» **Excerpt provided**:
——————————

Autism Spectrum Disorder And Insomnia – The Facts And The Strategies
For parents of children with Autistic Spectrum Disorders (ASD), bedtime can be a nightmare. Insomnia in those with ASD is considered to be endemic, with up to 80% of those on the spectrum regularly suffering from some form of sleep disorder. This compared to 20-40% among children who do not have ASD. Sleep issues include the following in children with ASD.
• Difficulty falling asleep
• Difficulty staying asleep
• Early morning awakening
• Short sleep duration
• Erratic sleep patterns
• Hyperarousal or anxiety around bedtime
• Excessive sleepiness during the day
Causes of Insomnia for those with ASD
Our sleep patterns are determined by a wide range of factors, both chemical and psychological. Internally we have circadian rhythms that provide our internal body clock with cues for our energy and concentration levels. These rhythms are determined by the release of hormones, and these, in turn, are governed by a wide range of things such as activity level and light exposure. For those who have ASD, the brain’s ability to respond to external cues is often different from other children and as such circadian rhythms can be disrupted. This can mean that instead of feeling tired at bedtime, children with ASD may enter a state of hyperarousal. Or instead of waking at dawn those with ASD may spring alert in the middle of the night and be unable to get back to sleep. Regulating the body-clock to provide more rest can have a positive impact on children with ASD.

——————————

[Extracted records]
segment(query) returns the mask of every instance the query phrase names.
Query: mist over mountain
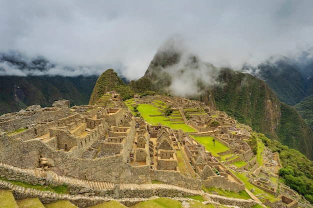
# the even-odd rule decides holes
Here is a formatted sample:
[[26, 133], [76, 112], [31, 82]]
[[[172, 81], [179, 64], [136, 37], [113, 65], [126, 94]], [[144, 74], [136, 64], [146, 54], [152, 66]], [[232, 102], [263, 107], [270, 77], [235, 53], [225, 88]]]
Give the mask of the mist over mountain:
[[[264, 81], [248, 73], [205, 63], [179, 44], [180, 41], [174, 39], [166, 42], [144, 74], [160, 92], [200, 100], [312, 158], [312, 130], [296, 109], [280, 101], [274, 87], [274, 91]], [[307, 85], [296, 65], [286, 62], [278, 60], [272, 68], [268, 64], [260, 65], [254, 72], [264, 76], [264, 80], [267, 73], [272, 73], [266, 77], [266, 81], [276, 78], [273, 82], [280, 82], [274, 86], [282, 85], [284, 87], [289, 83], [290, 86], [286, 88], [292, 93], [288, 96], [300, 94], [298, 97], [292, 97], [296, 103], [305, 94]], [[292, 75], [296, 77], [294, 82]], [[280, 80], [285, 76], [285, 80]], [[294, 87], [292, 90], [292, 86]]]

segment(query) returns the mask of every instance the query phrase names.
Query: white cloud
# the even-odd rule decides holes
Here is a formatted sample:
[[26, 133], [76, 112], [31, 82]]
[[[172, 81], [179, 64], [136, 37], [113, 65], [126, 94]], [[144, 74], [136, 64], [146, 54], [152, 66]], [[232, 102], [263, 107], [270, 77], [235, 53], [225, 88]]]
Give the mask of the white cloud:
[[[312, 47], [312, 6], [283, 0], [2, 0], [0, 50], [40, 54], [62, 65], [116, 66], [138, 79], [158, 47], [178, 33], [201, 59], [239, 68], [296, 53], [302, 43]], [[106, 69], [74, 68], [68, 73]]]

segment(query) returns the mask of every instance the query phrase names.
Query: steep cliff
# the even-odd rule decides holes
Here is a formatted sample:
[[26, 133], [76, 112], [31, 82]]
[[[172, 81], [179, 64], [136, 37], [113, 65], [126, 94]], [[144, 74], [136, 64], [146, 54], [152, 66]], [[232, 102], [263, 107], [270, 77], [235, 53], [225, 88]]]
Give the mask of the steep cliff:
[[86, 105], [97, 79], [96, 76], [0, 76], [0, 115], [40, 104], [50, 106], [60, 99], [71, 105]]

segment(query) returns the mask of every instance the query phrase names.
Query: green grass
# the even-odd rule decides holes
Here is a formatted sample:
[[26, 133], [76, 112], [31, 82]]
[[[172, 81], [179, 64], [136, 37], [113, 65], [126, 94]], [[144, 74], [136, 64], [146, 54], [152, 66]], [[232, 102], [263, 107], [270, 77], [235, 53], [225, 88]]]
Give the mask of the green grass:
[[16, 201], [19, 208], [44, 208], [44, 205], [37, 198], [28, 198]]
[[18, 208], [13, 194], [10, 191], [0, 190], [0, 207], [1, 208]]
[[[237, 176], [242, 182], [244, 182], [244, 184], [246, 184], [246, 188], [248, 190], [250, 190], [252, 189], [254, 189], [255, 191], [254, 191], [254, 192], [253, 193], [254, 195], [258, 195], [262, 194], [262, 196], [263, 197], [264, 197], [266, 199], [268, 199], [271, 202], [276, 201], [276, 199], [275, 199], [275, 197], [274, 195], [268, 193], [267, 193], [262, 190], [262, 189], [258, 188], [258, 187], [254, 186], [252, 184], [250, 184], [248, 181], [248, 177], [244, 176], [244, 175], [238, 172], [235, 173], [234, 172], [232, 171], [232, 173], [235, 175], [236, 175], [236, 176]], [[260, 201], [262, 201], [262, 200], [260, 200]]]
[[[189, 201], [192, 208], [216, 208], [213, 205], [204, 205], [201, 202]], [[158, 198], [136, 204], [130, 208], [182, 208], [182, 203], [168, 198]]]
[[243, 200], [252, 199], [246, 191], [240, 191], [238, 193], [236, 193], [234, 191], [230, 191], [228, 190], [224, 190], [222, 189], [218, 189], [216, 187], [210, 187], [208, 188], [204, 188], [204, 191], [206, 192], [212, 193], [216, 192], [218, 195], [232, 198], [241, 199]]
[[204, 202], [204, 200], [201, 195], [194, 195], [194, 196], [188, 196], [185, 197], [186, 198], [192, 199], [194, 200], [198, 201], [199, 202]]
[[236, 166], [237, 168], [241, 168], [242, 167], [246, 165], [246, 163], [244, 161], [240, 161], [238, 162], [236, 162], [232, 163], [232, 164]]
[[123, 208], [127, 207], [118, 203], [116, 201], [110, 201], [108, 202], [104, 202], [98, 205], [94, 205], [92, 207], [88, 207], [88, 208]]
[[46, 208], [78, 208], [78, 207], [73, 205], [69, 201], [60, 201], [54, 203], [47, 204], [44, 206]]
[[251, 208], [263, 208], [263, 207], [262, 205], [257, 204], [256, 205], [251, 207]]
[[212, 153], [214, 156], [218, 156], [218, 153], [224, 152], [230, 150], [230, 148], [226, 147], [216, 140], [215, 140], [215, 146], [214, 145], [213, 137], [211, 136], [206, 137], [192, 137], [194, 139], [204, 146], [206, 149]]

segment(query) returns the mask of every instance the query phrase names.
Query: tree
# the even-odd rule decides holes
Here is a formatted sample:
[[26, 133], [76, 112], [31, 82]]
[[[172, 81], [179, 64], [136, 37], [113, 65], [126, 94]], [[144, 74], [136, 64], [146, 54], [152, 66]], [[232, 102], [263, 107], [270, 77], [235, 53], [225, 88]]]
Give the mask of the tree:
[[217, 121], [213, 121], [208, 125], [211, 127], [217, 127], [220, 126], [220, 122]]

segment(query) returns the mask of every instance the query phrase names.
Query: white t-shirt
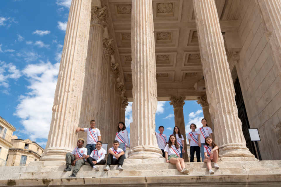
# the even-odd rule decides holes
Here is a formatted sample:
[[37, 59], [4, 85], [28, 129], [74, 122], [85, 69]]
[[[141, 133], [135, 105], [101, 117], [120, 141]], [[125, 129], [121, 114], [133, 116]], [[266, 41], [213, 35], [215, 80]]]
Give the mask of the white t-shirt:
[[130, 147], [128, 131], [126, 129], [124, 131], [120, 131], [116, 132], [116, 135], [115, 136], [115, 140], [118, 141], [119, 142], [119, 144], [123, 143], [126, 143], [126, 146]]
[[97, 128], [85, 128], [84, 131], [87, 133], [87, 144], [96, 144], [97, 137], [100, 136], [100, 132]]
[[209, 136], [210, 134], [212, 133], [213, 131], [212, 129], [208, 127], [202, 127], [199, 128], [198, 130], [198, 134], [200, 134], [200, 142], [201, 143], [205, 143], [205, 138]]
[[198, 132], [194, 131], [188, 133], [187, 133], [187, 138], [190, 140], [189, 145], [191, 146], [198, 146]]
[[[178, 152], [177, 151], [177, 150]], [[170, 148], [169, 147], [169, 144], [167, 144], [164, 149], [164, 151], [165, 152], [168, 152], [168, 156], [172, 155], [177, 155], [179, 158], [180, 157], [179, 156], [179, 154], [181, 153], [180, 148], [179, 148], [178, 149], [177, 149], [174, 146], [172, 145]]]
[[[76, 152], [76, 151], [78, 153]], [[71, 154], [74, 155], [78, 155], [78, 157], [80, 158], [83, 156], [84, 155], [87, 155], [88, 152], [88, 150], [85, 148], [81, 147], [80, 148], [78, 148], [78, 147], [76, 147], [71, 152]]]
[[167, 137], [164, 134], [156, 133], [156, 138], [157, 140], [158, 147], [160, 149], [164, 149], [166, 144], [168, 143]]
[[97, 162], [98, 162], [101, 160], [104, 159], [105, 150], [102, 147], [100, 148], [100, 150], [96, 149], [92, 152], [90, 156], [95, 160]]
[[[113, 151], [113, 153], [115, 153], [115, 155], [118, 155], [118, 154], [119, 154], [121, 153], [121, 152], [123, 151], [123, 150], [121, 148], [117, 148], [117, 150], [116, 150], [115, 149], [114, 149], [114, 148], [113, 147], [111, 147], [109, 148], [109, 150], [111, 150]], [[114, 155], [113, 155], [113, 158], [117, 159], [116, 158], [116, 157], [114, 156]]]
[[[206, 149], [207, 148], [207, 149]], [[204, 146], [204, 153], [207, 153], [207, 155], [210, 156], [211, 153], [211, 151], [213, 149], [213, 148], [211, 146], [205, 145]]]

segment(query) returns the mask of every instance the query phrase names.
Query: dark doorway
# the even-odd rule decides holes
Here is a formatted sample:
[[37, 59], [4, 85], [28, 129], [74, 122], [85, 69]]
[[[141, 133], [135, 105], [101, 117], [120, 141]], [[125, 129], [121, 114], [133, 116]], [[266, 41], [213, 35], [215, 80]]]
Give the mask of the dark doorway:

——————————

» **Task 1**:
Decide whether each statement below agrees with the article on autism and insomnia. For each one, answer yes or no and quote the words of the article that settle it.
(a) Up to 80% of people on the spectrum regularly suffer from some form of sleep disorder.
(b) Among children who do not have ASD, the rate of sleep disorders is 50-60%.
(c) Circadian rhythms are determined by the release of hormones.
» **Task 2**: Revise the stretch of the article on autism and insomnia from "Autism Spectrum Disorder" through "in children with ASD.", putting "struggle" in place of "nightmare".

» **Response 1**:
(a) Yes: "with up to 80% of those on the spectrum regularly suffering from some form of sleep disorder"
(b) No: "This compared to 20-40% among children who do not have ASD."
(c) Yes: "These rhythms are determined by the release of hormones"

» **Response 2**:
Autism Spectrum Disorder And Insomnia – The Facts And The Strategies
For parents of children with Autistic Spectrum Disorders (ASD), bedtime can be a struggle. Insomnia in those with ASD is considered to be endemic, with up to 80% of those on the spectrum regularly suffering from some form of sleep disorder. This compared to 20-40% among children who do not have ASD. Sleep issues include the following in children with ASD.